- _Texte de la page_:
□ □ □
Dans une lettre envoyée par le père Charbel Eid, un collaborateur de l’Aide à l’Église en Détresse, le prêtre se vide le cœur concernant la situation catastrophique dans laquelle se retrouve la population de son pays d’origine : le Liban.
« Il faut que vous sachiez », écrit-il au début de plusieurs paragraphes de cette lettre, afin de dénoncer la situation que vit la population du Liban. C’est à la suite de l’explosion du 4 août dernier, qui a détruit le port de Beyrouth et une partie de cette ville, que le père Charbel a décidé de sortir du mutisme dans laquelle la tristesse l’étouffe.
Il rappelle que, depuis près d’un an, la situation au Liban est extrêmement difficile : « Il faut que vous sachiez que la colère gronde depuis trop longtemps dans le cœur des Libanais, d’ici et d’ailleurs. Que ces centaines de milliers de personnes qui manifestaient depuis octobre contre la mal gouvernance et la corruption des dirigeants politiques sont aujourd’hui les victimes ensanglantées de ce terrible ‘‘accident’’, causé par la négligence coupable de ces mêmes autorités. »
□ □ □
- _Lignes extraites_:
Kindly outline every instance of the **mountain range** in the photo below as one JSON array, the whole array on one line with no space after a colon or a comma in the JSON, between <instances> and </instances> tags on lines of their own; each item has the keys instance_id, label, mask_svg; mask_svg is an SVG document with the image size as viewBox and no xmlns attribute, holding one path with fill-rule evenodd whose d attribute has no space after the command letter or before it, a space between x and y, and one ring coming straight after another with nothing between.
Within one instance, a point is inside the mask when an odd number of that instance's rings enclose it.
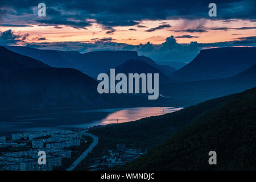
<instances>
[{"instance_id":1,"label":"mountain range","mask_svg":"<svg viewBox=\"0 0 256 182\"><path fill-rule=\"evenodd\" d=\"M255 47L225 47L201 51L189 63L171 73L176 82L233 76L256 64Z\"/></svg>"},{"instance_id":2,"label":"mountain range","mask_svg":"<svg viewBox=\"0 0 256 182\"><path fill-rule=\"evenodd\" d=\"M78 51L38 49L27 47L5 46L22 55L32 57L51 67L74 68L96 78L128 60L144 61L168 75L176 69L168 65L159 65L149 57L138 55L135 51L102 51L80 53Z\"/></svg>"}]
</instances>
□ □ □
- _Consignes de la tâche_: Réécrivez le passage du texte sur le Liban compris entre « Dans une lettre » et « d’origine : le Liban. », bornes incluses, en remplaçant « collaborateur » par « partenaire ». Ces lignes proviennent d'une autre source que le texte sur le Liban.

- _Réponse rédigée_:
Dans une lettre envoyée par le père Charbel Eid, un partenaire de l’Aide à l’Église en Détresse, le prêtre se vide le cœur concernant la situation catastrophique dans laquelle se retrouve la population de son pays d’origine : le Liban.